• TASK: Extract the complete listing and repeat it word for word.

• DATASET RECORDS:
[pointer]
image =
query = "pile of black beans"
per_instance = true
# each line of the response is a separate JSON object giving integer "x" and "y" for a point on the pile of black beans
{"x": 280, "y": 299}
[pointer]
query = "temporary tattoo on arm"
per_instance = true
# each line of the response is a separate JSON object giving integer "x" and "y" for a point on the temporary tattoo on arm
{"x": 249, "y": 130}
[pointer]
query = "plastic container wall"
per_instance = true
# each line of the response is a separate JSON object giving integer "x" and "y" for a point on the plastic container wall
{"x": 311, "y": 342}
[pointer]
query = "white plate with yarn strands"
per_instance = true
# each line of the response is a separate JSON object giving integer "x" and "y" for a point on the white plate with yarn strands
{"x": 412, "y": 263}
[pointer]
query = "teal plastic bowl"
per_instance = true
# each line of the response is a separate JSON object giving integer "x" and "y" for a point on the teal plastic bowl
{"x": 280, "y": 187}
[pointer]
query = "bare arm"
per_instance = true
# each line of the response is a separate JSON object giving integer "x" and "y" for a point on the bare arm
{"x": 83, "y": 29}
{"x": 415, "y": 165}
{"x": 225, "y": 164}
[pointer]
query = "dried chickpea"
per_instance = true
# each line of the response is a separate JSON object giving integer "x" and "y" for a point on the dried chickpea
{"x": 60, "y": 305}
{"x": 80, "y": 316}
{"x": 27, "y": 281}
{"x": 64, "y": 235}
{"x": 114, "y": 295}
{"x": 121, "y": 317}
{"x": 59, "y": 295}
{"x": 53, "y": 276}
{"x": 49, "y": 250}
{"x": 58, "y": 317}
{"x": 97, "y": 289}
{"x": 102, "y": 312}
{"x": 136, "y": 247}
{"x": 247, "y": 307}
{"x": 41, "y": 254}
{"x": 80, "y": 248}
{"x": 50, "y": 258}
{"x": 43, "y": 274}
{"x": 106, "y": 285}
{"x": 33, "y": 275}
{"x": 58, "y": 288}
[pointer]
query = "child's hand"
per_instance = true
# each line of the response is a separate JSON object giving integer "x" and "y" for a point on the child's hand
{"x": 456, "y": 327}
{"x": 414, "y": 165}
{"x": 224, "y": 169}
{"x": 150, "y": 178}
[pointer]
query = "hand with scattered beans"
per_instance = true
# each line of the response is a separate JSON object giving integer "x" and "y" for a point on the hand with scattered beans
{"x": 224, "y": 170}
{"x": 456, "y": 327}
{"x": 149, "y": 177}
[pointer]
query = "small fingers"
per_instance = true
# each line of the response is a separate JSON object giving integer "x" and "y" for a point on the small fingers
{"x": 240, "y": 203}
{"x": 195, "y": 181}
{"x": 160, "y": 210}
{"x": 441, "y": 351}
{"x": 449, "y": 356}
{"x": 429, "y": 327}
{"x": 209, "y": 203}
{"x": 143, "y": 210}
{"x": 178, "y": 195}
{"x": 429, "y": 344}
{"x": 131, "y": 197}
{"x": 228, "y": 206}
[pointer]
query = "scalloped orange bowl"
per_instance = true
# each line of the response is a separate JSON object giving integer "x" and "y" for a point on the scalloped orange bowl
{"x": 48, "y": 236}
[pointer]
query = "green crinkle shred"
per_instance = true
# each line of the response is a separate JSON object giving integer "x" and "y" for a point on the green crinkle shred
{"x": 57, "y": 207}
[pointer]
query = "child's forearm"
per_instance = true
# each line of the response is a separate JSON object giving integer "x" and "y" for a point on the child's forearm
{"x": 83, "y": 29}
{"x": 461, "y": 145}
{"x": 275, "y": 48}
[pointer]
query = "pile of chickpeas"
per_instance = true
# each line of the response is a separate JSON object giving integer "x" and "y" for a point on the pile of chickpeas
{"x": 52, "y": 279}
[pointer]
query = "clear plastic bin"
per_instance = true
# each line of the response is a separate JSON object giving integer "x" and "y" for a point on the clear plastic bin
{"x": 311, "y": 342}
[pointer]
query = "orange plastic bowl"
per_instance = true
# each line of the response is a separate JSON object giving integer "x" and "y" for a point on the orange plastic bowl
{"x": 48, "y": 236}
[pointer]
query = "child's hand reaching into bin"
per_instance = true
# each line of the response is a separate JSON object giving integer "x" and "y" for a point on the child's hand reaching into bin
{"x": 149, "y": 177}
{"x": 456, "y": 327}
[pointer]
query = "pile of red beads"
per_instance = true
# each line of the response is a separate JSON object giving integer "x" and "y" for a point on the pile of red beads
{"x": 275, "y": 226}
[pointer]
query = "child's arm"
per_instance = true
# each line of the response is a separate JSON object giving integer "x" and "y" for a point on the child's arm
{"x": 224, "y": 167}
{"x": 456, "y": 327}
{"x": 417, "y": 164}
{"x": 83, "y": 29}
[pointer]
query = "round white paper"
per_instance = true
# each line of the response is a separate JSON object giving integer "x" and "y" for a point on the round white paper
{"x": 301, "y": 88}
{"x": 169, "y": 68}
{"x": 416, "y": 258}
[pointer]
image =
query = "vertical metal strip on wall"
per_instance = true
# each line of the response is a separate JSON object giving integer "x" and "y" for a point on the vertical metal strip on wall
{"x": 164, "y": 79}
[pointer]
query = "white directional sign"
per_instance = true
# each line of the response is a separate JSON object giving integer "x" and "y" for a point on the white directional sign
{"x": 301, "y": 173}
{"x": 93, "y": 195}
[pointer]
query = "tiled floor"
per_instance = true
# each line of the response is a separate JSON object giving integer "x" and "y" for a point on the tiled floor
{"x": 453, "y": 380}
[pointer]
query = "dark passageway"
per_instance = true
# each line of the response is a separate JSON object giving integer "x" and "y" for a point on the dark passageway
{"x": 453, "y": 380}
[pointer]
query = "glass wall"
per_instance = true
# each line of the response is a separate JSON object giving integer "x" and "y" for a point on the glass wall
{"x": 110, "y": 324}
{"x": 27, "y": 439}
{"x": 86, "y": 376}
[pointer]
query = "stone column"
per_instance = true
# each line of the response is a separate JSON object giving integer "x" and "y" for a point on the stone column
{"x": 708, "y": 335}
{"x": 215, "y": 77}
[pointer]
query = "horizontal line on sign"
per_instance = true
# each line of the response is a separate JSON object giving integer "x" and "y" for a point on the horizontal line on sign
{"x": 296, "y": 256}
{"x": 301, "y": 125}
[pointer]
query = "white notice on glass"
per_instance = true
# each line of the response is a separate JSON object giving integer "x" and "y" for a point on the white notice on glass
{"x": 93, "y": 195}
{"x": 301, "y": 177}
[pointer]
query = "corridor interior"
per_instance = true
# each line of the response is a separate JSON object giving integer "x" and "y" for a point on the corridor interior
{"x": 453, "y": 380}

• WRITTEN RESPONSE:
[pointer]
image =
query = "pile of black beans"
per_instance = true
# each line of the response is a separate JSON object giving integer "x" and "y" for a point on the pile of black beans
{"x": 280, "y": 299}
[pointer]
query = "temporary tattoo on arm"
per_instance = true
# each line of the response is a separate JSON object giving integer "x" and "y" for a point on the temporary tattoo on arm
{"x": 249, "y": 130}
[pointer]
query = "plastic container wall"
per_instance = true
# each line of the response is a separate JSON object giving integer "x" and "y" for a point on the plastic container wall
{"x": 311, "y": 342}
[pointer]
query = "white plate with yarn strands"
per_instance = true
# each line of the response is a separate JSON object giving integer "x" and "y" for a point on the white plate with yarn strands
{"x": 412, "y": 263}
[pointer]
query = "teal plastic bowl"
per_instance = true
# each line of the response is a separate JSON object giving integer "x" and "y" for a point on the teal plastic bowl
{"x": 280, "y": 187}
[pointer]
query = "bare arm"
per_instance = true
# each line of the response is a separate JSON object giving integer "x" and "y" for a point on the bare arm
{"x": 83, "y": 29}
{"x": 415, "y": 165}
{"x": 225, "y": 164}
[pointer]
query = "dried chickpea"
per_instance = true
# each line of the response is a separate JSON object giving integer "x" and "y" for a point on the dried chickpea
{"x": 60, "y": 305}
{"x": 80, "y": 316}
{"x": 27, "y": 281}
{"x": 64, "y": 235}
{"x": 114, "y": 295}
{"x": 121, "y": 317}
{"x": 59, "y": 295}
{"x": 53, "y": 276}
{"x": 49, "y": 250}
{"x": 58, "y": 317}
{"x": 97, "y": 289}
{"x": 102, "y": 312}
{"x": 136, "y": 247}
{"x": 247, "y": 307}
{"x": 41, "y": 254}
{"x": 80, "y": 248}
{"x": 50, "y": 258}
{"x": 43, "y": 274}
{"x": 106, "y": 285}
{"x": 33, "y": 275}
{"x": 58, "y": 288}
[pointer]
query = "child's hand"
per_instance = true
# each line of the response is a separate JSON object giving integer "x" and "y" for a point on the child's hand
{"x": 456, "y": 327}
{"x": 414, "y": 165}
{"x": 224, "y": 169}
{"x": 150, "y": 178}
[pointer]
query = "hand with scattered beans"
per_instance = true
# each line of the response is a separate JSON object giving integer "x" and "y" for a point on the hand with scattered beans
{"x": 224, "y": 170}
{"x": 456, "y": 327}
{"x": 149, "y": 177}
[pointer]
query = "small fingers"
per_instance = true
# each line of the response is a separate JSON object giving integer "x" and "y" for a point on the small fingers
{"x": 240, "y": 203}
{"x": 195, "y": 181}
{"x": 160, "y": 210}
{"x": 441, "y": 351}
{"x": 449, "y": 356}
{"x": 429, "y": 327}
{"x": 209, "y": 203}
{"x": 143, "y": 210}
{"x": 178, "y": 195}
{"x": 429, "y": 344}
{"x": 131, "y": 197}
{"x": 228, "y": 206}
[pointer]
query = "scalloped orange bowl"
per_instance = true
# each line of the response is a separate JSON object giving integer "x" and "y" for a point on the scalloped orange bowl
{"x": 48, "y": 236}
[pointer]
query = "green crinkle shred"
per_instance = true
# each line of the response is a separate JSON object giving integer "x" and "y" for a point on the green crinkle shred
{"x": 57, "y": 207}
[pointer]
query = "child's forearm"
per_instance = true
# each line of the response is a separate JSON object giving integer "x" and "y" for a point on the child's forearm
{"x": 83, "y": 29}
{"x": 461, "y": 145}
{"x": 275, "y": 48}
[pointer]
query = "pile of chickpeas"
per_instance = true
# each line of the response is a separate JSON object giving integer "x" and "y" for a point on the pile of chickpeas
{"x": 52, "y": 279}
[pointer]
query = "clear plastic bin"
per_instance = true
# each line of the response is a separate JSON object giving integer "x" and "y" for a point on the clear plastic bin
{"x": 311, "y": 342}
[pointer]
query = "orange plastic bowl"
per_instance = true
# each line of the response is a separate JSON object giving integer "x" and "y" for a point on the orange plastic bowl
{"x": 48, "y": 236}
[pointer]
query = "child's hand reaching into bin"
per_instance = true
# each line of the response is a separate JSON object giving integer "x" and "y" for a point on the child's hand reaching into bin
{"x": 149, "y": 177}
{"x": 456, "y": 327}
[pointer]
query = "pile of red beads"
per_instance = true
# each line of the response is a separate JSON object giving integer "x" and "y" for a point on the pile of red beads
{"x": 275, "y": 226}
[pointer]
query = "child's arm"
per_instance = true
# each line of the response is a separate JSON object giving integer "x" and "y" for a point on the child's arm
{"x": 224, "y": 167}
{"x": 456, "y": 327}
{"x": 417, "y": 164}
{"x": 83, "y": 29}
[pointer]
query = "round white paper"
per_instance = true
# each line of the response is a separate JSON object giving integer "x" and "y" for a point on the round white paper
{"x": 301, "y": 88}
{"x": 169, "y": 68}
{"x": 416, "y": 258}
[pointer]
image =
query = "vertical metal strip on wall"
per_instance = true
# each line of the response is a separate JSON object giving integer "x" and "y" for a point on the vertical metal strip on wall
{"x": 164, "y": 79}
[pointer]
query = "white directional sign"
per_instance = true
# each line of the response is a separate JSON object giving integer "x" and "y" for a point on the white directional sign
{"x": 301, "y": 173}
{"x": 93, "y": 195}
[pointer]
query = "tiled floor"
per_instance = true
# each line of the response is a separate JSON object giving integer "x" and "y" for a point on the tiled floor
{"x": 453, "y": 380}
[pointer]
query = "dark passageway"
per_instance = true
# each line of the response is a separate JSON object giving integer "x" and "y" for a point on the dark passageway
{"x": 453, "y": 380}
[pointer]
query = "glass wall"
per_instance = true
# each line of the response is a separate JSON object giving integer "x" and "y" for a point on the glass wall
{"x": 110, "y": 324}
{"x": 27, "y": 439}
{"x": 86, "y": 376}
[pointer]
query = "stone column"
per_instance = true
# each line of the response is a separate JSON object giving integer "x" and "y" for a point on the stone column
{"x": 708, "y": 335}
{"x": 215, "y": 77}
[pointer]
query = "horizontal line on sign"
per_instance = true
# each line of the response is a separate JSON object giving integer "x" and "y" for a point on the horizontal line on sign
{"x": 296, "y": 256}
{"x": 301, "y": 125}
[pointer]
query = "white notice on glass"
per_instance = true
# each line of the response is a separate JSON object giving integer "x" and "y" for a point on the white notice on glass
{"x": 93, "y": 195}
{"x": 301, "y": 177}
[pointer]
query = "corridor interior"
per_instance = true
# each line of the response is a separate JSON object giving integer "x" and "y" for a point on the corridor interior
{"x": 453, "y": 380}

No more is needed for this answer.